━━━ Supplied information ━━━

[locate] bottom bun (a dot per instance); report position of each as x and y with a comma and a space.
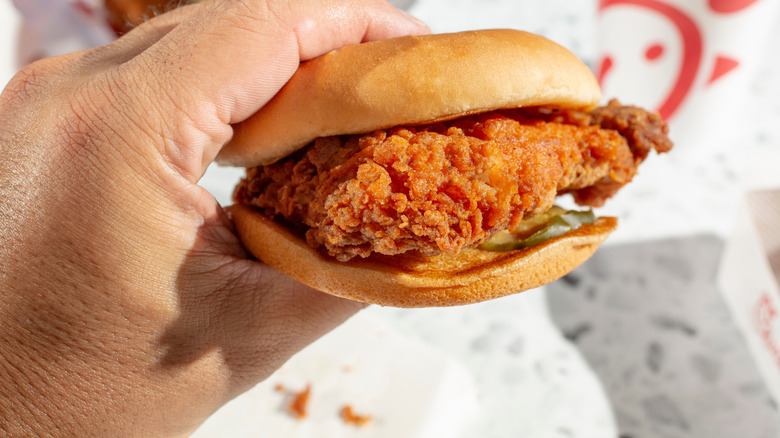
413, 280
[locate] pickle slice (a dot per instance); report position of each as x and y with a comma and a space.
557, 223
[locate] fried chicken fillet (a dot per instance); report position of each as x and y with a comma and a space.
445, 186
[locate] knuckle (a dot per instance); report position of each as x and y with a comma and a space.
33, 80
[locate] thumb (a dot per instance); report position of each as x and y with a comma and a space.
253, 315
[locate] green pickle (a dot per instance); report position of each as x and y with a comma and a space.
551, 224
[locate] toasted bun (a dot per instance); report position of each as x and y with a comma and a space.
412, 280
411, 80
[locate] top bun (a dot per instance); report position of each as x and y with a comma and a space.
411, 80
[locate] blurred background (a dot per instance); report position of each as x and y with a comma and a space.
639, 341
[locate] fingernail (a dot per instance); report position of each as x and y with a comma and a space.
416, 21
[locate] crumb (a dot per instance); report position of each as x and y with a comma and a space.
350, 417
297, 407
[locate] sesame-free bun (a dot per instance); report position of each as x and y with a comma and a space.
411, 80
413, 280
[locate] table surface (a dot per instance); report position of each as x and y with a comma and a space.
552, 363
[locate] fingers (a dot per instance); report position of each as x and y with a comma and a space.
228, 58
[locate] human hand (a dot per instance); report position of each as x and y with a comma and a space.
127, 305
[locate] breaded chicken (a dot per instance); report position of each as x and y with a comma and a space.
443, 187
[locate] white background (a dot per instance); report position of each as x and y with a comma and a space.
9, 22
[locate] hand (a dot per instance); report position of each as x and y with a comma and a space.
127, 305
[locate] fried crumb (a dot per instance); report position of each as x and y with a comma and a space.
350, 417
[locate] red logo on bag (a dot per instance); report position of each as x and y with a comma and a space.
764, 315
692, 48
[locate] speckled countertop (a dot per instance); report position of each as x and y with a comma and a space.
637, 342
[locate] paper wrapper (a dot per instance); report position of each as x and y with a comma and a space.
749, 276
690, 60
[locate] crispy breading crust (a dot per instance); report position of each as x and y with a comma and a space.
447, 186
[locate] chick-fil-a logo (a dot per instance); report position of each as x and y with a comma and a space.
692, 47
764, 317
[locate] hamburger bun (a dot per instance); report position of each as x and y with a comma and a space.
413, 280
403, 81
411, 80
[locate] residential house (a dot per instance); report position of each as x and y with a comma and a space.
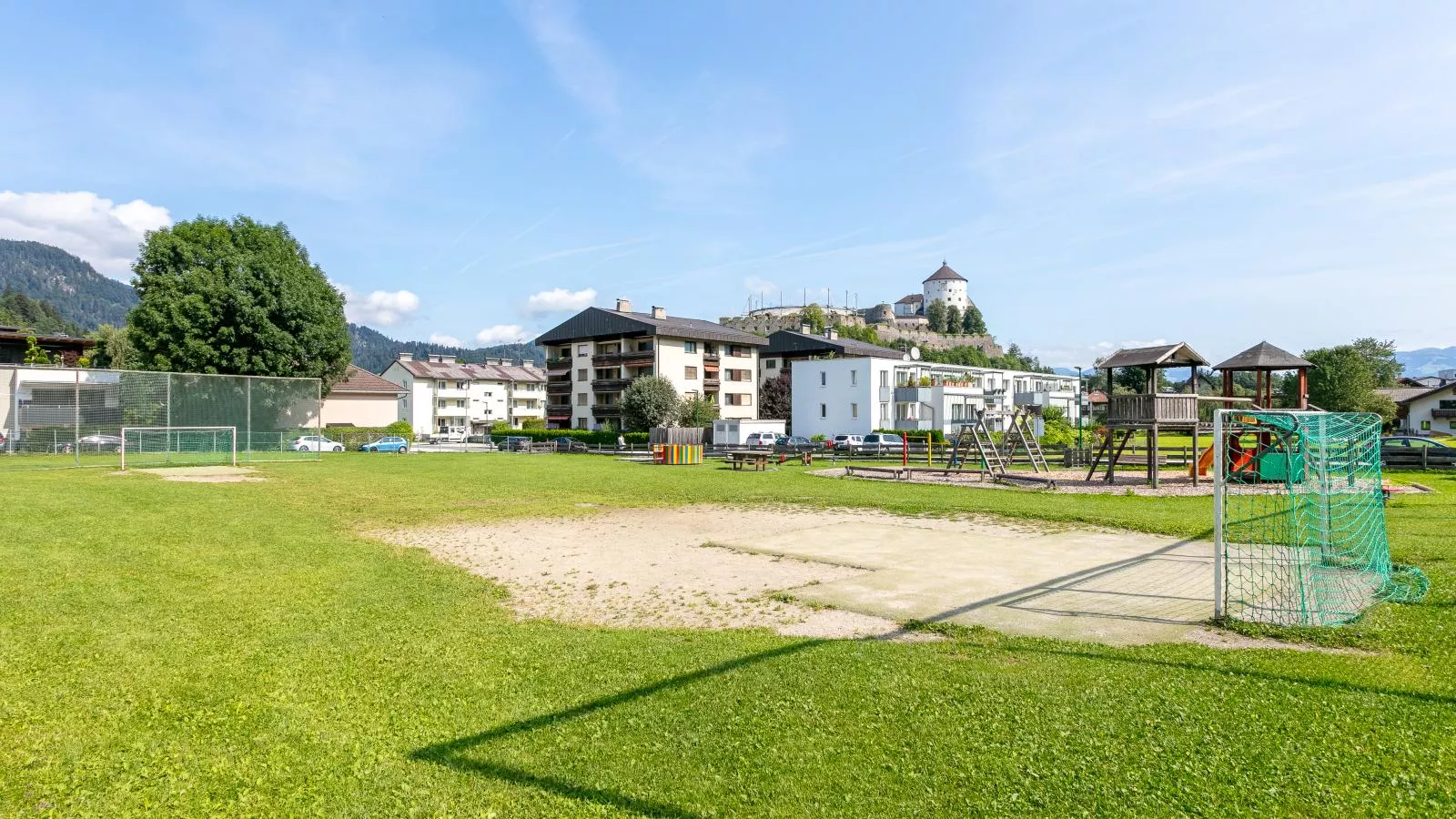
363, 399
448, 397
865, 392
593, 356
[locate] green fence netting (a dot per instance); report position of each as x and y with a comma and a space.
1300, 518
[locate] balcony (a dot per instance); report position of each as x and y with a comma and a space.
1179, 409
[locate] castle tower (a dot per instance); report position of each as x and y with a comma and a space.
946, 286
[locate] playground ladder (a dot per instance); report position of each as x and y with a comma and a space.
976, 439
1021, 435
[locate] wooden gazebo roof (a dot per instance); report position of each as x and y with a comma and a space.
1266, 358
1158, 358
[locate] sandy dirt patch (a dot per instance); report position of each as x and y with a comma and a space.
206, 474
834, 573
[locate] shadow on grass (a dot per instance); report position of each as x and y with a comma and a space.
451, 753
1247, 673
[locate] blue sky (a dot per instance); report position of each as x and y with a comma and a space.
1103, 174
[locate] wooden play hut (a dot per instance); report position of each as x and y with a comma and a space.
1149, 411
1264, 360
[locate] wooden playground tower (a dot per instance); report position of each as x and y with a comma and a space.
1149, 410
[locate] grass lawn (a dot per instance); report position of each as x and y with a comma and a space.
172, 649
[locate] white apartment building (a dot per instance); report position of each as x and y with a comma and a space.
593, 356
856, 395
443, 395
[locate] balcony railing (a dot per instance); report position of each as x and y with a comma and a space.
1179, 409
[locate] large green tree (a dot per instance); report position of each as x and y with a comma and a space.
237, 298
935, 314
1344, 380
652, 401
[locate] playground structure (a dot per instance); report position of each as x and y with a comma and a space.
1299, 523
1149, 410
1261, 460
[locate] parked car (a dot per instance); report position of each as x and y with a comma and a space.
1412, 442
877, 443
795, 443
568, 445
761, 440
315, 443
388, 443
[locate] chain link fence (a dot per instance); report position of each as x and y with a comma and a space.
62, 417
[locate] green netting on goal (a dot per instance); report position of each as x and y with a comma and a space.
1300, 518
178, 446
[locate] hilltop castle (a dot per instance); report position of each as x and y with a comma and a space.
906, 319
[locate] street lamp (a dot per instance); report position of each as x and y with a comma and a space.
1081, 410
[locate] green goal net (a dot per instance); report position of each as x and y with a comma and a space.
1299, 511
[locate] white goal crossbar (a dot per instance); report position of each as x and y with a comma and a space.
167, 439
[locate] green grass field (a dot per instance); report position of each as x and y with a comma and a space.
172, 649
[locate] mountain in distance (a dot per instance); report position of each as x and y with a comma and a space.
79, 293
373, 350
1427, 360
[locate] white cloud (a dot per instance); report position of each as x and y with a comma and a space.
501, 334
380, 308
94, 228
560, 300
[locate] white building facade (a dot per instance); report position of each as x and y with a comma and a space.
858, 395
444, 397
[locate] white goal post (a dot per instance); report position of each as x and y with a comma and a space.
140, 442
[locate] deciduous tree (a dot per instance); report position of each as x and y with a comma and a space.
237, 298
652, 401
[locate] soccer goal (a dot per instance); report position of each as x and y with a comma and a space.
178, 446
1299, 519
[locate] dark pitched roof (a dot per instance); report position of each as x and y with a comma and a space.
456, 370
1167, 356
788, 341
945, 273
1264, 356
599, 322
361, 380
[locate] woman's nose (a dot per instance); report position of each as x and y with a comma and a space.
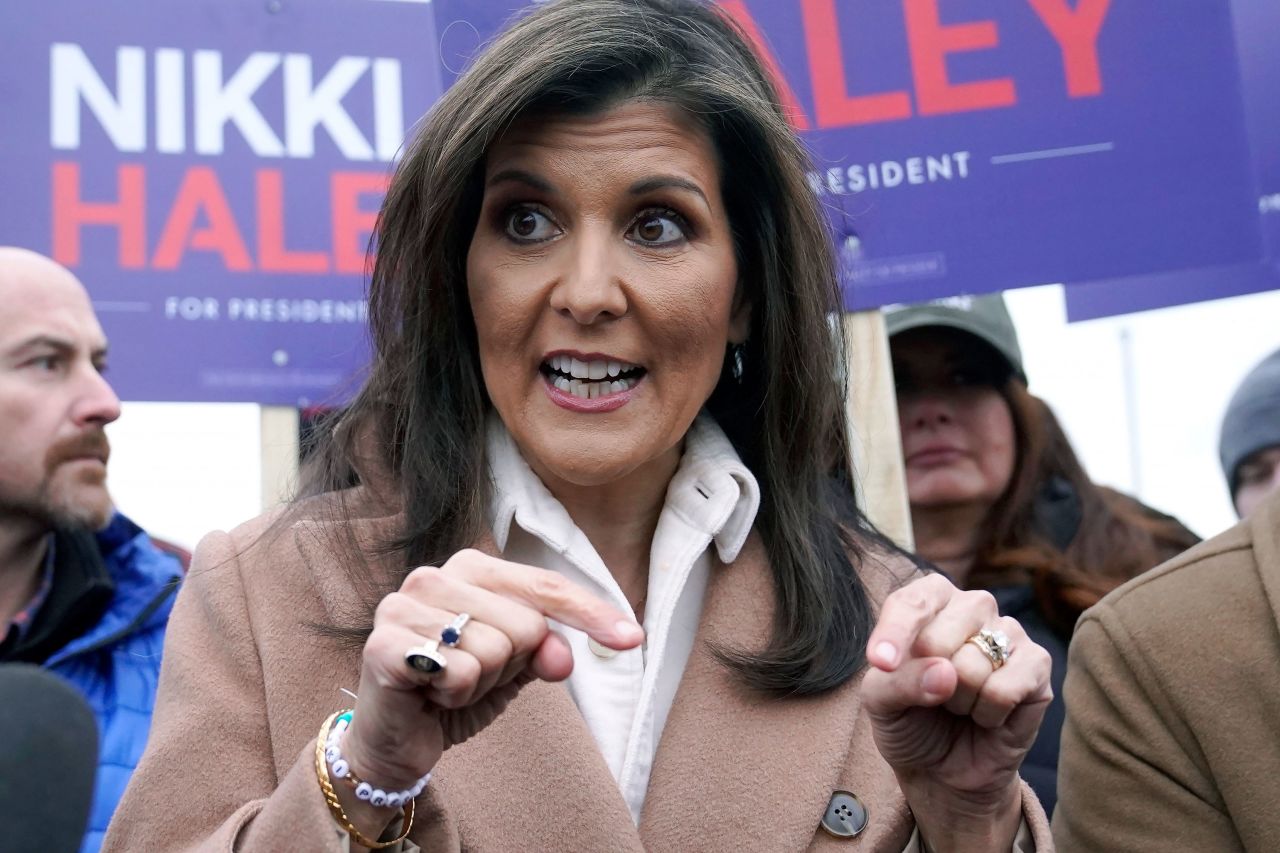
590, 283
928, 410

━━━

[Work to complete] Beginning at the line that contains "[locate] white cloud", retype each line of the data above through the very last one. Do not retype the pictures.

[Answer to the problem]
[locate] white cloud (a dot per instance); report position of each as x and y with a comma and a space.
501, 334
380, 308
94, 228
560, 300
[locate] white building facade (a dot per instance); report position of each as x and y with a comma and a space.
858, 395
444, 397
[locate] white goal post (a dot per instance); report position of each as x and y with a comma and a space.
140, 442
[locate] deciduous tree (a dot per instance); report position of each as x and y with a comma and a space.
237, 298
652, 401
[locate] soccer goal (a dot per instance); report position of each as x and y with a comma and a space.
178, 446
1299, 519
[locate] dark pitched roof (a dot per instance); report position of each as x and y with a comma and a space.
456, 370
1167, 356
788, 341
945, 273
1264, 356
599, 322
361, 380
[locate] woman's nose (a dot per instance); report position of each as x and y with a comma and a space.
590, 283
928, 410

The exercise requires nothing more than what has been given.